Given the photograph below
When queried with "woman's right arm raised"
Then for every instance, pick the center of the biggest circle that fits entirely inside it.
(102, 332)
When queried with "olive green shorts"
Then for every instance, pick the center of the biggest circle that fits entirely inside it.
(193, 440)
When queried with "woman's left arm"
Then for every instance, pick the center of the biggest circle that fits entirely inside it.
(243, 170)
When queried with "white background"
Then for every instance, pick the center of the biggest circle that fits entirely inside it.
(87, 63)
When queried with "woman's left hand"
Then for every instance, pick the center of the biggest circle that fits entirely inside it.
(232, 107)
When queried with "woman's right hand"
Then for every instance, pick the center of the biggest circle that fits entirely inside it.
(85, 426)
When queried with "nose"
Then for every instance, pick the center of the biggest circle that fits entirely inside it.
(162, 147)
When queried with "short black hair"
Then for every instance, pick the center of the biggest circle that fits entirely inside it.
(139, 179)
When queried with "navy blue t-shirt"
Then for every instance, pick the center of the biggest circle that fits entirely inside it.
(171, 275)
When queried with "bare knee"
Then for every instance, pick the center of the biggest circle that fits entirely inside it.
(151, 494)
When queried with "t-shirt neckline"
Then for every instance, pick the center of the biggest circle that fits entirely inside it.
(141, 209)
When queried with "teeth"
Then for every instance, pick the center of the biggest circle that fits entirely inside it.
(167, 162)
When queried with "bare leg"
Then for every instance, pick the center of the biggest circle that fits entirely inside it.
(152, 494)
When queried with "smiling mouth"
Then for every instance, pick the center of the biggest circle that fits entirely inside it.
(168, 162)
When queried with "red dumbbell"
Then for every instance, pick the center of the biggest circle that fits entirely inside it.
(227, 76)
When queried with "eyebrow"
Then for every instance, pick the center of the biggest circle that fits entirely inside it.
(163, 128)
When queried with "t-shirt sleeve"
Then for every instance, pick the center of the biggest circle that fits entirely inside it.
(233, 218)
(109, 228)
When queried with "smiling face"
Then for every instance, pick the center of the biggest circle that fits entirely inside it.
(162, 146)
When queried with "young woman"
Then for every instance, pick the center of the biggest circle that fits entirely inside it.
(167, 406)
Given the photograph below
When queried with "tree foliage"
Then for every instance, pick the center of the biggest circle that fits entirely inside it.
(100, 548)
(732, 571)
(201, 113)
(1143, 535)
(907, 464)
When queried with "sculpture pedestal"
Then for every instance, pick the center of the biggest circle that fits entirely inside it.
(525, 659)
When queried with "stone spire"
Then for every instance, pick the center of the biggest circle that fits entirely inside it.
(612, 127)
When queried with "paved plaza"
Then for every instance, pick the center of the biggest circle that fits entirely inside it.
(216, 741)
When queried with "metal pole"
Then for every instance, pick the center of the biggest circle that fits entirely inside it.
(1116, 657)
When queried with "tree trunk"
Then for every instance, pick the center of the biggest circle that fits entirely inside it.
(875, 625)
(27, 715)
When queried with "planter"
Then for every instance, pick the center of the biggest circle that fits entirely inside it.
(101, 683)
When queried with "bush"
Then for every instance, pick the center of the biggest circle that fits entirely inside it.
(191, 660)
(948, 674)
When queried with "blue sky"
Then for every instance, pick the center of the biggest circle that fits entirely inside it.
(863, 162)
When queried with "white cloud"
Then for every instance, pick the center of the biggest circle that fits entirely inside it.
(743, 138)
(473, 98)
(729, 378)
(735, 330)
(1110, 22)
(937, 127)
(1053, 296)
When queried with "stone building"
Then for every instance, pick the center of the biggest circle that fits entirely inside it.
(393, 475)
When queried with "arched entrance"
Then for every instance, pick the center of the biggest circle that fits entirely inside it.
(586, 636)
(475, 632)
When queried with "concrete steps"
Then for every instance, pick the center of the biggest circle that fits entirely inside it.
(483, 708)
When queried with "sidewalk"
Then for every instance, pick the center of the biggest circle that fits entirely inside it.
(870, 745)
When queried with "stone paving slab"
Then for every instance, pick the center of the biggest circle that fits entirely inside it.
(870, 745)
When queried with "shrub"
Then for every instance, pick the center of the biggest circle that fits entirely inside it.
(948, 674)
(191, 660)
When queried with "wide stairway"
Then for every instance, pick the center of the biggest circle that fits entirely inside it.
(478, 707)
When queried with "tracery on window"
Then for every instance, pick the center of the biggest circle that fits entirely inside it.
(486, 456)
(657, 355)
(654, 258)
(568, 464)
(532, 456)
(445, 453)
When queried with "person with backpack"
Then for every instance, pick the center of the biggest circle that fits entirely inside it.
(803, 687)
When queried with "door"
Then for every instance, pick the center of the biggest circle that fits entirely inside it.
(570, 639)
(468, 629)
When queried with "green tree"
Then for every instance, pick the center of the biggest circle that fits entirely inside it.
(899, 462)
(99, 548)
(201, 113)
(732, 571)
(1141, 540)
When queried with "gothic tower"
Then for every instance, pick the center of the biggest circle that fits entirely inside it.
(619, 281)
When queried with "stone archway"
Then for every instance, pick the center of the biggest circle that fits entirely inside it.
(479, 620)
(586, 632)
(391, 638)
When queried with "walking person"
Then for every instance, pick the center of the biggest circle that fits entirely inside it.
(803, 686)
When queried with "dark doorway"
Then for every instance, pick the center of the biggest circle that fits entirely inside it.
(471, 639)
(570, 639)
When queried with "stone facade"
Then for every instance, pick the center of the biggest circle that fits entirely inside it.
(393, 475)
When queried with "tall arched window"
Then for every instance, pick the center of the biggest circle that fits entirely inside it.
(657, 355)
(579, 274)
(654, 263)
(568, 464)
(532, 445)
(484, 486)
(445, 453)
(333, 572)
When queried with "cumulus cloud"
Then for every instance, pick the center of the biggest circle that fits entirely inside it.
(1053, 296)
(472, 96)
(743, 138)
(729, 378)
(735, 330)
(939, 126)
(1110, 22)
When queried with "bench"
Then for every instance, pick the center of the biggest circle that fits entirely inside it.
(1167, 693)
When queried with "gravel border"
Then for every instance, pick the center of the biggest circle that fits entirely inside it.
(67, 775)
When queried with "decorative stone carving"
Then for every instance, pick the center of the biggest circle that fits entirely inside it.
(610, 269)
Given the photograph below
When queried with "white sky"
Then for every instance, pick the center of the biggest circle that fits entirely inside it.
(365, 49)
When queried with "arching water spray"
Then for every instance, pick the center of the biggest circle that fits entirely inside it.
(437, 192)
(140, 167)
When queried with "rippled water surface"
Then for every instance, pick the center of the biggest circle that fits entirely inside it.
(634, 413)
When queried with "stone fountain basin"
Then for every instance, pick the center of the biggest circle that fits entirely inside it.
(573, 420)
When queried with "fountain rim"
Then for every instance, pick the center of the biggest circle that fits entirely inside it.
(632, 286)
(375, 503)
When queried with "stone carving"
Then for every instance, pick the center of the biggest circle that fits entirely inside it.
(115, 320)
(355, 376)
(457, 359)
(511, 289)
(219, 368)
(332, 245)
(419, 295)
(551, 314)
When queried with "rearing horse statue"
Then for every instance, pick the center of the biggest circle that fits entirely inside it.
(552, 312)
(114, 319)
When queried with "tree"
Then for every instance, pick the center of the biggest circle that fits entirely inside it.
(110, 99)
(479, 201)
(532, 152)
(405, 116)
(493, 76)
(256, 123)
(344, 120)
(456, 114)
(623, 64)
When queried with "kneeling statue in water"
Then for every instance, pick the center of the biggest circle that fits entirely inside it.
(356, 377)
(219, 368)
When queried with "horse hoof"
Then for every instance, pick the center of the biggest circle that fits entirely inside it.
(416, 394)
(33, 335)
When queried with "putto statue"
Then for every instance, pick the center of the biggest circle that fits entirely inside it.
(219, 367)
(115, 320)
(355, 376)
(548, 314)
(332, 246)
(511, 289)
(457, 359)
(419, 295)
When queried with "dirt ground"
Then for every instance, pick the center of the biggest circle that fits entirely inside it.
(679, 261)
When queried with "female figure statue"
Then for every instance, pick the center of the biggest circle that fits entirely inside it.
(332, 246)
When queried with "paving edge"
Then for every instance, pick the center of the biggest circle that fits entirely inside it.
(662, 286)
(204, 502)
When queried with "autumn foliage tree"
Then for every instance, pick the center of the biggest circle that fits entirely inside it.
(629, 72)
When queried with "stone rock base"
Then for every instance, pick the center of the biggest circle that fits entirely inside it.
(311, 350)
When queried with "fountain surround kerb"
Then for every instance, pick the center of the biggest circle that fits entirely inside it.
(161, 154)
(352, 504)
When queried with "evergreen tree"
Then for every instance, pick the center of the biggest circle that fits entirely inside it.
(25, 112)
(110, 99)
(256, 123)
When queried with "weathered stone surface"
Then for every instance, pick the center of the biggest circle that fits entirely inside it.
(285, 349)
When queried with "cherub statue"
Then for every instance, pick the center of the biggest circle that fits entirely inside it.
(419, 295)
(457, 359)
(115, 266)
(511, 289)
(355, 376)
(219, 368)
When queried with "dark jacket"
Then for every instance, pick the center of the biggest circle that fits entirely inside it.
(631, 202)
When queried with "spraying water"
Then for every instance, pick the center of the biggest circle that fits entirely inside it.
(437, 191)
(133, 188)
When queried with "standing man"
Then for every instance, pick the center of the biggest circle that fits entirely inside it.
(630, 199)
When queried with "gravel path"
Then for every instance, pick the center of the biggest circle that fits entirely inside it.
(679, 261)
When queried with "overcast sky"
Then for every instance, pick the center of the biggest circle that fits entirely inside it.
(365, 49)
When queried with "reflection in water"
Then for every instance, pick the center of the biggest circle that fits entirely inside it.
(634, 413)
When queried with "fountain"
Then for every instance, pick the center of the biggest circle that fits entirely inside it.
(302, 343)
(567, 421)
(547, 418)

» **Set problem**
Gather every line of the listing above that contains the word "dark".

» **Output for this task**
When queried with "dark doorway"
When queried with "dark jacket"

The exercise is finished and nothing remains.